*** Block opens ***

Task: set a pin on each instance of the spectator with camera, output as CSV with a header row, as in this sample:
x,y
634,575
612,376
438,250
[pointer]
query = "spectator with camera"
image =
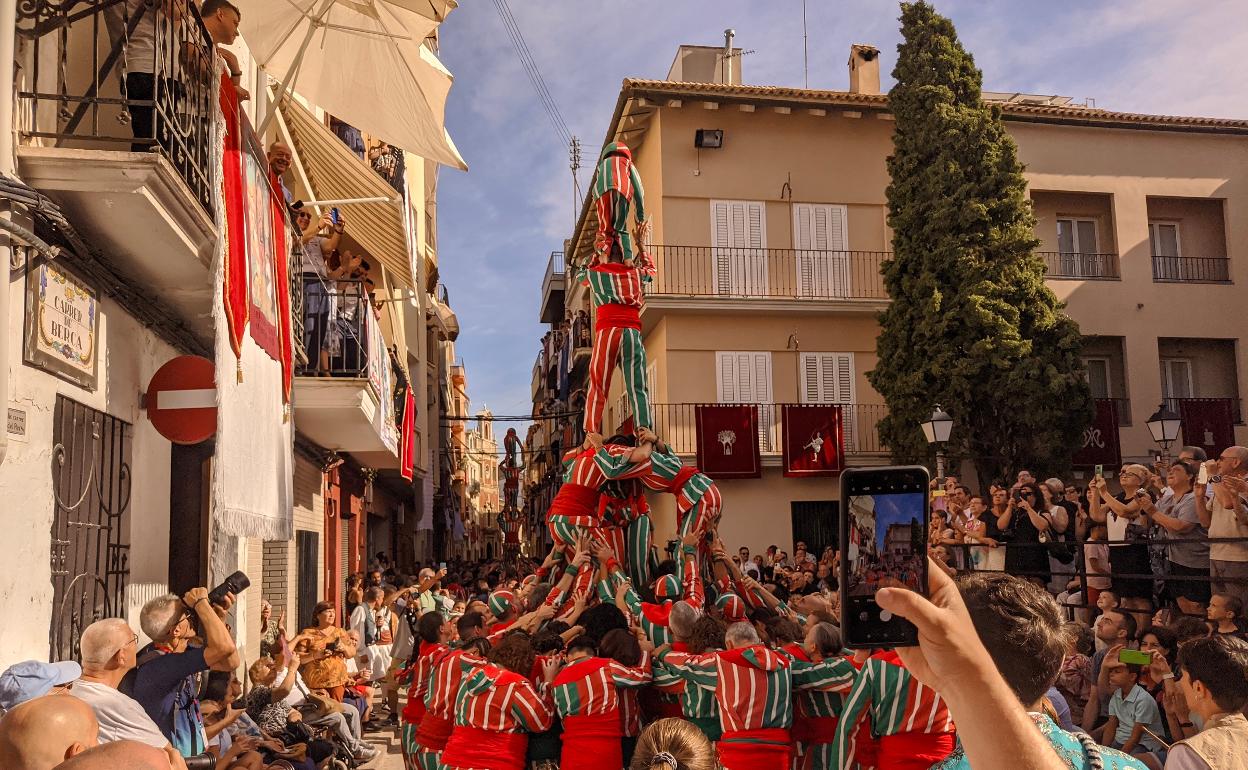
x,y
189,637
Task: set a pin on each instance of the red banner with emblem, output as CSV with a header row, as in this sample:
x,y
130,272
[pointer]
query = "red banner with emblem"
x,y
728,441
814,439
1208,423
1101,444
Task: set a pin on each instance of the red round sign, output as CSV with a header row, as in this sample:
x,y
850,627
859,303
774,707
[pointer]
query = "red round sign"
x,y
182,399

*** Block closes ***
*** Block opens ***

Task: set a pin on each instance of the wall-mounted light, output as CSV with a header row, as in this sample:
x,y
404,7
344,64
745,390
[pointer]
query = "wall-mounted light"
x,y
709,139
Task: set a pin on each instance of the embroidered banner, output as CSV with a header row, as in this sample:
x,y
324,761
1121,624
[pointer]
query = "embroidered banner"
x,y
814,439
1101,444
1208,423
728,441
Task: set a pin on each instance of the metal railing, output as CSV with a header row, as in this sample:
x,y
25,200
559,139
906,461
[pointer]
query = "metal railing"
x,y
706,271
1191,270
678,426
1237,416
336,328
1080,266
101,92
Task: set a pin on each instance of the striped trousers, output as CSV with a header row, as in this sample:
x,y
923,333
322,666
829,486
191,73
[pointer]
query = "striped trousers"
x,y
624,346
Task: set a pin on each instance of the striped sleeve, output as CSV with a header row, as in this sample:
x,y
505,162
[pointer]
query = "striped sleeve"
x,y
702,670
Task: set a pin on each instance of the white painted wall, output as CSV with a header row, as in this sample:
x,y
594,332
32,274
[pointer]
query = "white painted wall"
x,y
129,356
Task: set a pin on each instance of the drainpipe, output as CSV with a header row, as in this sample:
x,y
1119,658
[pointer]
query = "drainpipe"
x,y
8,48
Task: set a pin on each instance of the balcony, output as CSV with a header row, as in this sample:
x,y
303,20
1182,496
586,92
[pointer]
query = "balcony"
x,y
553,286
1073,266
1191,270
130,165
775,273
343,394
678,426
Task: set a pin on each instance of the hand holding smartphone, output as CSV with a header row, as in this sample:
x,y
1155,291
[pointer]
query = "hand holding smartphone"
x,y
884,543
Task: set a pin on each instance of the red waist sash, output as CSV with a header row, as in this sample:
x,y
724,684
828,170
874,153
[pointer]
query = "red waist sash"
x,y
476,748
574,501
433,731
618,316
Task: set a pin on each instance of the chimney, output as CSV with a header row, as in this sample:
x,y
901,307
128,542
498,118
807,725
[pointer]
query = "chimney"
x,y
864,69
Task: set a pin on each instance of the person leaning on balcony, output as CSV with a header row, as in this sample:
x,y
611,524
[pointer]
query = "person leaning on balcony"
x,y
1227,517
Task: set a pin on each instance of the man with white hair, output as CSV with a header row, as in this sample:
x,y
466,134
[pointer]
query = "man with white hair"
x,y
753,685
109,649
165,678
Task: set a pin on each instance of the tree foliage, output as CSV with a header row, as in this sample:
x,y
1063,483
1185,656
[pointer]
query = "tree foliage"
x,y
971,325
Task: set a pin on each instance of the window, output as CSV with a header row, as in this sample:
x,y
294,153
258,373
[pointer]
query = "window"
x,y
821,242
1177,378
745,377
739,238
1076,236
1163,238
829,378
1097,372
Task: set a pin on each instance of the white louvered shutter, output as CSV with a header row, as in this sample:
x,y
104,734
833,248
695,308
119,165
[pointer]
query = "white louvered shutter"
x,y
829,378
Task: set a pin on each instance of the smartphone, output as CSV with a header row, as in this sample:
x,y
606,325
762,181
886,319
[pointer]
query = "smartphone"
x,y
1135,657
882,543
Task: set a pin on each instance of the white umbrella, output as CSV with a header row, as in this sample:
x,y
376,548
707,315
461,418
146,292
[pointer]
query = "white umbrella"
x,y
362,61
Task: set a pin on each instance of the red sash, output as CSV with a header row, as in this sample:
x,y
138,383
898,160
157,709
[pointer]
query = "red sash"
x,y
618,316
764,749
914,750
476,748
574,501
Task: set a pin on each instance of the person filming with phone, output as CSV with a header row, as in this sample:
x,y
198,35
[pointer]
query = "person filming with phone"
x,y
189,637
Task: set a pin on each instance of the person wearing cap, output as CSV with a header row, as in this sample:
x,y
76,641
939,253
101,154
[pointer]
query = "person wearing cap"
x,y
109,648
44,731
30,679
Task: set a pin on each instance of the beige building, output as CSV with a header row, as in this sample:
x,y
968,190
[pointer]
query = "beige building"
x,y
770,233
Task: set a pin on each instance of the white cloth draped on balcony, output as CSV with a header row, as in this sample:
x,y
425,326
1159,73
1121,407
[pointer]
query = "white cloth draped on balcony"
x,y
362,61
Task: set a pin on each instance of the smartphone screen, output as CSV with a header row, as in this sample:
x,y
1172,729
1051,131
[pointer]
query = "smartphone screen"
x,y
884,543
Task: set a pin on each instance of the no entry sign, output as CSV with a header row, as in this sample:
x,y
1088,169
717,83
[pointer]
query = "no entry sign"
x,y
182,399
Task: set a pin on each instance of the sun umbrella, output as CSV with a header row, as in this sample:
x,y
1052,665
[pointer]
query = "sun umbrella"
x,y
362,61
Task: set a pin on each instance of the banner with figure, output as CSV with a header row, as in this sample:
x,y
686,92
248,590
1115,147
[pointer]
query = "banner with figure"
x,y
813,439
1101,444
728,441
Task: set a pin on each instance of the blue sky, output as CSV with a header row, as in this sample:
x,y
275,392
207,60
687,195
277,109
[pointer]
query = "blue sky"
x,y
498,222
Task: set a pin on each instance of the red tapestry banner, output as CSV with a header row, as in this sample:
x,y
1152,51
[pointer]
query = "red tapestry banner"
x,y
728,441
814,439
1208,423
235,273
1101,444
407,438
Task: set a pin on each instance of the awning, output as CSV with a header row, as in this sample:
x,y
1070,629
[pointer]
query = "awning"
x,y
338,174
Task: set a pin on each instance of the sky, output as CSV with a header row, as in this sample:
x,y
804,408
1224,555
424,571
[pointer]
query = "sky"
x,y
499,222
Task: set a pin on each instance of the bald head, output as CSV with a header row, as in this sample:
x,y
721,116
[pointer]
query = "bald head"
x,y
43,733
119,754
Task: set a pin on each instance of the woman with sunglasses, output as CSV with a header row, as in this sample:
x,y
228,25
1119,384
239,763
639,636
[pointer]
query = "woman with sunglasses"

*** Block closes ***

[Task requirements]:
Scan the entries above, and wherever a line holds the string "woman", copy it.

[Exercise solution]:
Task: set a pin on each instance of the woman with sunglasses, output as CSV with a header row, as in this sample:
query = "woman with sunglasses"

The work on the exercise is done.